■ Short task
Turn the records below into a JSON list of strings, one string for each line, with blank lines dropped. Leave out the pictures.

>> Begin

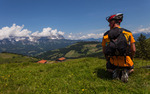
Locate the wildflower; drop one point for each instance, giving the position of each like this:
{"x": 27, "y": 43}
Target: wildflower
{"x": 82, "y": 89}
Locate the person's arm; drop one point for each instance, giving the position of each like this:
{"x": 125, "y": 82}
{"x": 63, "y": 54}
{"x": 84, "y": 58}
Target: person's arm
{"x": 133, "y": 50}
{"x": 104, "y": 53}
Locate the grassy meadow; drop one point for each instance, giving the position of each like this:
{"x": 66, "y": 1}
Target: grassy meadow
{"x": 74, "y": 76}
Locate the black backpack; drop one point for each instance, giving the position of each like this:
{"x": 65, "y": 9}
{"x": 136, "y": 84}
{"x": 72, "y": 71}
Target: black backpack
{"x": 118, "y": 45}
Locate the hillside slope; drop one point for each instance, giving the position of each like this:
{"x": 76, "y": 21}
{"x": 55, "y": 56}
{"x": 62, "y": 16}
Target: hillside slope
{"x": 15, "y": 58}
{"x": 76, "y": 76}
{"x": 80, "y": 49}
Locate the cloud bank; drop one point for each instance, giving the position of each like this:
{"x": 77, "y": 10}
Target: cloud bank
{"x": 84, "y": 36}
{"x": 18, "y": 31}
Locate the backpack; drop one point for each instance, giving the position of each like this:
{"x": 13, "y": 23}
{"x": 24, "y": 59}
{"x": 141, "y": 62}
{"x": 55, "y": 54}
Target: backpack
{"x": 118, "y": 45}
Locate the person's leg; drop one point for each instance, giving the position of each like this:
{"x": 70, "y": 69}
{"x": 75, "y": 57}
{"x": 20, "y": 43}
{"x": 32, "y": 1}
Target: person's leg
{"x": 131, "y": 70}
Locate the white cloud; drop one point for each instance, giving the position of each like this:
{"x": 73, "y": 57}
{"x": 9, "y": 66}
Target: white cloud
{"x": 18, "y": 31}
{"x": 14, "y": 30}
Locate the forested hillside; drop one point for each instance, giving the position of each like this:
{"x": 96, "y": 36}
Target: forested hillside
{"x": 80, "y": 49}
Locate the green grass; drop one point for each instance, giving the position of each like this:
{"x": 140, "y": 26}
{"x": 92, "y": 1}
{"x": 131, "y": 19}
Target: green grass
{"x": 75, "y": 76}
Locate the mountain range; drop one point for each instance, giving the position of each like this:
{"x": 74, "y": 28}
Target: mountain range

>> End

■ Solution for this exercise
[
  "Locate the wildflower; drop one point for each instance, giving the position of each like this:",
  "{\"x\": 27, \"y\": 43}",
  "Target: wildflower",
  "{\"x\": 82, \"y\": 89}",
  "Locate the person's arm; drop one point for each instance, giving the position of each like this:",
  "{\"x\": 125, \"y\": 82}",
  "{\"x\": 63, \"y\": 54}",
  "{\"x\": 84, \"y\": 58}",
  "Target: person's arm",
  "{\"x\": 133, \"y\": 50}",
  "{\"x\": 104, \"y\": 53}",
  "Locate the grassy meadow; drop one point for each instance, giving the position of each like this:",
  "{\"x\": 66, \"y\": 1}",
  "Target: grassy meadow",
  "{\"x\": 74, \"y\": 76}",
  "Locate the black backpack; drop one point for each instance, giving the position of each like this:",
  "{\"x\": 65, \"y\": 9}",
  "{\"x\": 136, \"y\": 84}",
  "{\"x\": 72, \"y\": 71}",
  "Target: black backpack",
  "{\"x\": 118, \"y\": 45}",
  "Locate the hillside slope; drop one point for each instance, giving the position of each like this:",
  "{\"x\": 76, \"y\": 21}",
  "{\"x\": 55, \"y\": 56}",
  "{\"x\": 62, \"y\": 16}",
  "Target: hillside slope",
  "{\"x\": 15, \"y\": 58}",
  "{\"x\": 76, \"y\": 76}",
  "{\"x\": 80, \"y\": 49}",
  "Locate the cloud bank; drop one point for each instance, giving the position of each like this:",
  "{\"x\": 77, \"y\": 10}",
  "Target: cloud bank",
  "{\"x\": 84, \"y\": 36}",
  "{\"x\": 18, \"y\": 31}",
  "Locate the backpack; drop one point for each instance, giving the position of each like this:",
  "{\"x\": 13, \"y\": 23}",
  "{\"x\": 24, \"y\": 59}",
  "{\"x\": 141, \"y\": 62}",
  "{\"x\": 55, \"y\": 54}",
  "Target: backpack",
  "{\"x\": 118, \"y\": 45}",
  "Locate the person's leg; drop one point for each instance, giving the position of each like this:",
  "{\"x\": 70, \"y\": 69}",
  "{\"x\": 75, \"y\": 57}",
  "{\"x\": 20, \"y\": 43}",
  "{\"x\": 32, \"y\": 1}",
  "Target: person's leg",
  "{\"x\": 131, \"y\": 70}",
  "Locate the white cloud; drop one point for each instance, giving the position of each like this:",
  "{\"x\": 73, \"y\": 57}",
  "{\"x\": 9, \"y\": 66}",
  "Target: white cloud",
  "{\"x\": 18, \"y\": 31}",
  "{\"x\": 14, \"y\": 30}",
  "Locate the forested hillside; drop one point for each instance, giving the position of each like this:",
  "{\"x\": 96, \"y\": 36}",
  "Target: forested hillside",
  "{\"x\": 80, \"y\": 49}",
  "Locate the green grass; drop one point for each instance, giving the position of each like this:",
  "{\"x\": 140, \"y\": 26}",
  "{\"x\": 92, \"y\": 1}",
  "{\"x\": 131, \"y\": 19}",
  "Target: green grass",
  "{\"x\": 75, \"y\": 76}",
  "Locate the mountain range; drop one point for each instance, giving the position of each like this:",
  "{\"x\": 74, \"y\": 28}",
  "Target: mountain range"
]